*What you will do:*
1. Decide whether each statement below agrees with the Serratia abstracts. For each, answer yes or no and quote the words from the abstracts that decide it.
(a) The crp mutant showed reduced secreted protease activity.
(b) Earlier studies found that cyclic AMP was required for glucose to inhibit prodigiosin production.
(c) The secreted fractions of crp mutants contained less chitinase.
2. Continue the Serratia abstracts, starting after their final sentence.

*Provided text:*
= Beginning of Section =

Mutation of crp mediates Serratia marcescens serralysin and global secreted protein production.

The bacterial species Serratia marcescens secretes both beneficial and cytotoxic proteins. Here we report that a crp mutant exhibited elevated secreted protease activity. A genetic screen revealed that the gene coding for the metalloprotease serralysin was necessary for the elevated proteolysis, and this was confirmed by western blot analysis. Proteomic analysis of secreted proteins corroborated increased secretion of serralysin protease by crp mutants compared to the wild type. The crp-mutant-secreted fractions also contained less chitinase and chitin binding protein. These data support the hypothesis that cAMP-CRP is an upstream indirect regulator of serralysin production and they provide novel insight into the S. marcescens secretome.

Serratia marcescens quinoprotein glucose dehydrogenase activity mediates medium acidification and inhibition of prodigiosin production by glucose.

Serratia marcescens is a model organism for the study of secondary metabolites. The biologically active pigment prodigiosin (2-methyl-3-pentyl-6-methoxyprodiginine), like many other secondary metabolites, is inhibited by growth in glucose-rich medium. Whereas previous studies indicated that this inhibitory effect was pH dependent and did not require cyclic AMP (cAMP), there is no information on the genes involved in mediating this phenomenon. Here we used transposon mutagenesis to identify genes involved in the inhibition of prodigiosin by glucose. Multiple genetic loci involved in quinoprotein glucose dehydrogenase (GDH) activity were found to be required for glucose inhibition of prodigiosin production, including pyrroloquinoline quinone and ubiquinone biosynthetic genes. Upon assessing whether the enzymatic products of GDH activity were involved in the inhibitory effect, we observed that d-glucono-1,5-lactone and d-gluconic acid, but not d-gluconate, were able to inhibit prodigiosin production. These data support a model in which the oxidation of d-glucose by quinoprotein GDH initiates a reduction in pH that inhibits prodigiosin production through transcriptional control of the prodigiosin biosynthetic operon, providing new insight into the genetic pathways that control prodigiosin production. Strains generated in this report may be useful in large-scale production of secondary metabolites.

= End of Section =

*Entries shown:*
= Beginning of Section =

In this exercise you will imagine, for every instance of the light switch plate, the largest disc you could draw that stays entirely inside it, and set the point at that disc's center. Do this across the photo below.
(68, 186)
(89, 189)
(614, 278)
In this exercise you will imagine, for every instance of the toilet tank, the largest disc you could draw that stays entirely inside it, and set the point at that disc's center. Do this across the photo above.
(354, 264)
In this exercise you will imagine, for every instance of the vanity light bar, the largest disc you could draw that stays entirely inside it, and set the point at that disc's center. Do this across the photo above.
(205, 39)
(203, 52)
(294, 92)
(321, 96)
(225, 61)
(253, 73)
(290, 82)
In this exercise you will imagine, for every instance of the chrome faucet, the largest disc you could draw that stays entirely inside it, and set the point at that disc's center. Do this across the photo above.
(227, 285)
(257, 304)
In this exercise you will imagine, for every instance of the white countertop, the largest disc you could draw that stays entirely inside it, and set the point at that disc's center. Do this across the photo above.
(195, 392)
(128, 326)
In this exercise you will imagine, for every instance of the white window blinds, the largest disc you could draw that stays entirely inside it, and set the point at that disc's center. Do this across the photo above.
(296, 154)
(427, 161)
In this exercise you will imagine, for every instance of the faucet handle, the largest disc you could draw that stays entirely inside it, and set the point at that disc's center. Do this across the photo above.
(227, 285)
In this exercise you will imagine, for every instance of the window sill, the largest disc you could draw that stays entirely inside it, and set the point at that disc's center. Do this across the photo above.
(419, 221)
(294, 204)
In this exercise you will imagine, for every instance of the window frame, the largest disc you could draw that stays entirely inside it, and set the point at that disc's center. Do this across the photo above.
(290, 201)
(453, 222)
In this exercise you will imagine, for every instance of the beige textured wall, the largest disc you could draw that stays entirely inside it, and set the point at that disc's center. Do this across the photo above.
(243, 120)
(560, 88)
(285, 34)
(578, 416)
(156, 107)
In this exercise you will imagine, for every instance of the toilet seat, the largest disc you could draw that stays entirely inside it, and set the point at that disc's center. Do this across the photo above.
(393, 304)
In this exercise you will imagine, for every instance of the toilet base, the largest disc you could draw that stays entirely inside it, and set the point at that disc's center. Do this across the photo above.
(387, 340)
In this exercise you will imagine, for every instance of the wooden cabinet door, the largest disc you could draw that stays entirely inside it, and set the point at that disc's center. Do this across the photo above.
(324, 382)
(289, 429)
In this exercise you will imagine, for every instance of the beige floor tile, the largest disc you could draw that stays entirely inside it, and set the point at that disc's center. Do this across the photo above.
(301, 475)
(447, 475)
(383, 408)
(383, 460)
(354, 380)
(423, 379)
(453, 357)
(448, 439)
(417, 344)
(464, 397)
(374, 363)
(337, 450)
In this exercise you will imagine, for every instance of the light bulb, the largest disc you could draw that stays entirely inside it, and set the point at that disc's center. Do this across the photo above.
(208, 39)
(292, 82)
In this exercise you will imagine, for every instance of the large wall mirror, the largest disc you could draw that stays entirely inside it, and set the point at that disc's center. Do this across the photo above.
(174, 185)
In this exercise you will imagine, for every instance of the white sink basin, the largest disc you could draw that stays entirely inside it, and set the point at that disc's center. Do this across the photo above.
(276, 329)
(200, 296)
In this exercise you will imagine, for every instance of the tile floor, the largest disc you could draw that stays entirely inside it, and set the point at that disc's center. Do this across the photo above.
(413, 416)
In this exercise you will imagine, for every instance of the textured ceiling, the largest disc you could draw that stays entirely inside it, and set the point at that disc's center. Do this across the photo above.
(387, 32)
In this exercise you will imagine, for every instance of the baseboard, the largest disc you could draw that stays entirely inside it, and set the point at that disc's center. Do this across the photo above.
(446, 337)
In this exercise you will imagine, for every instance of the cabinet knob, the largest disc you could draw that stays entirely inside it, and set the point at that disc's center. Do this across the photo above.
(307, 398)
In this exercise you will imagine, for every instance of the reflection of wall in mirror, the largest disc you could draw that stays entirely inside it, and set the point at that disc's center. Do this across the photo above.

= End of Section =

*Responses in order:*
1.
(a) No: "a crp mutant exhibited elevated secreted protease activity."
(b) No: "previous studies indicated that this inhibitory effect was pH dependent and did not require cyclic AMP (cAMP)"
(c) Yes: "The crp-mutant-secreted fractions also contained less chitinase and chitin binding protein."

2.
The LysR Transcription Factor, HexS, Is Required for Glucose Inhibition of Prodigiosin Production by Serratia marcescens.

Generation of many useful microbe-derived secondary metabolites, including the red pigment prodigiosin of the bacterium Serratia marcescens, is inhibited by glucose. In a previous report, a genetic approach was used to determine that glucose dehydrogenase activity (GDH) is required for inhibiting prodigiosin production and transcription of the prodigiosin biosynthetic operon (pigA-N). However, the transcription factor(s) that regulate this process were not characterized. Here we tested the hypothesis that HexS, a LysR-family transcription factor similar to LrhA of Escherichia coli, is required for inhibition of prodigiosin by growth in glucose. We observed that mutation of the hexS gene in S. marcescens allowed the precocious production of prodigiosin in glucose-rich medium conditions that completely inhibited prodigiosin production by the wild type. Unlike previously described mutants able to generate prodigiosin in glucose-rich medium, hexS mutants exhibited GDH activity and medium acidification similar to the wild type. Glucose inhibittion of pigA expression was shown to be dependent upon HexS, suggesting that HexS is a key transcription factor in secondary metabolite regulation in response to medium pH. These data give insight into the prodigiosin regulatory pathway and could be used to enhance the production of secondary metabolites.

Cyclic AMP negatively regulates prodigiosin production by Serratia marcescens.

Many Serratia marcescens strains produce the red pigment prodigiosin, which has antimicrobial and anti-tumor properties. Previous reports suggest that cyclic AMP (cAMP) is a positive regulator of prodigiosin production. Supporting this model, the addition of glucose to growth medium inhibited pigment production in rich and minimal media. Unexpectedly, we observed highly elevated levels of prodigiosin production in isogenic strains with mutations in genes involved in cAMP production (cyaA and crr) and in cAMP-dependent transcriptional signaling (crp). Multicopy expression of the Escherichia coli cAMP-phosphodiesterase gene, cpdA, also conferred a striking increase in prodigiosin production. Exogenous cAMP decreased both pigment production and pigA-lacZ transcription in the wild-type (WT) strain, and pigA-lacZ transcription was significantly increased in a crp mutant relative to WT. Suppressor and epistasis analysis indicate that the hyperpigment phenotype was dependent upon pigment biosynthetic genes (pigA, pigB, pigC, pigD and pigM). These experiments establish cAMP as a negative regulator of prodigiosin production in S. marcescens.